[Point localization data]

--- START ---

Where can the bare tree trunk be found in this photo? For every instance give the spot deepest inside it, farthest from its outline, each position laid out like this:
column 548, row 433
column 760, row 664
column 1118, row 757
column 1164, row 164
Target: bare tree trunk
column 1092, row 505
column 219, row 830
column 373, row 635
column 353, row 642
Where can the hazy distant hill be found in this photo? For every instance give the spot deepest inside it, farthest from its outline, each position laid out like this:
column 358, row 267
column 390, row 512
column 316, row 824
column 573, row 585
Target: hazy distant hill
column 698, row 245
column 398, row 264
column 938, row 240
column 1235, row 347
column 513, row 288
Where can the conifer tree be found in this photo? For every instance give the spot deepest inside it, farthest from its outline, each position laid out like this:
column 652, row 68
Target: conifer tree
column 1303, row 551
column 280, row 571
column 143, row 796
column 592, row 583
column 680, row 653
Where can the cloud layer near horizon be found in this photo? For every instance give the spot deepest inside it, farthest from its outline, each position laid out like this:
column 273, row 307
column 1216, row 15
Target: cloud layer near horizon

--- END ---
--- START ---

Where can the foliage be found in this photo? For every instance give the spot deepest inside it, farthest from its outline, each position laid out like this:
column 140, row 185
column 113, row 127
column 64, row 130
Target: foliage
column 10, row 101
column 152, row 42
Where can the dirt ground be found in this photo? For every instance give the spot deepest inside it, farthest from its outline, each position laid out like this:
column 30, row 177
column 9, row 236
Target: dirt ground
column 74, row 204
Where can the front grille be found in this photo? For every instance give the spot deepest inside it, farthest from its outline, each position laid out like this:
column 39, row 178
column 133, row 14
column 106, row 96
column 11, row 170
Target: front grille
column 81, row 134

--- END ---

Copy every line where the word "horizon" is present in the entries above.

Solution for this problem →
Where can the cloud layer near horizon be found in this photo? For every instance give the spot deepest inside it, farthest from its outline, each position laid out like this:
Target: cloud layer near horizon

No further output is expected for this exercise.